Kids in It doesn't matter

  • June 25, 2020, 10:51 p.m.
  • |
  • Public

You are there for me. Thank you for that. It was May 2011 when I received the box from you with Minnesotan items, your favorite movies and books with explanations as to why. And I knew I wanted to connect with someone like you on a deeper level. A person who would love me for my mind too.

I am frightened. The way your face turns red, you sweat, you breathe heavily just walking. I long to have a normal walk with you. To not feel scared when you do a little physical activity. To not feel sad when I see how it is the same time after time that you try. And we’ve been through a lot. This latest crisis, doesn’t feel so different from the last few years. We got through it and we’re still together. You came when they called the night I went into acute respiratory distress. You held me after I wept when nana died. As we waited to hear if my nephew would survive the night. You listened when I was scared my sister would stop breathing. After my mother told me she had cancer. And I for you, as we waited for your mom to gain consciousness and I spent every night there with her, because I love her and your family too.

Do you remember when the queen bed seemed bigger? When we both sat in the bath together? When you would go swimming with me? How we went up a firetower on our first roadtrip?

Problems to solve>
A) In the letter, why did the writer spend every night with the partner's mom while waiting for her to regain consciousness? Answer in one to three sentences.
B) According to the letter, when did the writer receive the box of Minnesotan items, movies and books?

[Items from a data source]
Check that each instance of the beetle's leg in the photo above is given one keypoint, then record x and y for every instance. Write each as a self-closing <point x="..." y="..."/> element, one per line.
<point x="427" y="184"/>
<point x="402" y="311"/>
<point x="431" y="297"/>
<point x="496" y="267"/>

Task answers>
A) The writer stayed there every night because the writer loves her and loves the partner's family too.

B) May 2011.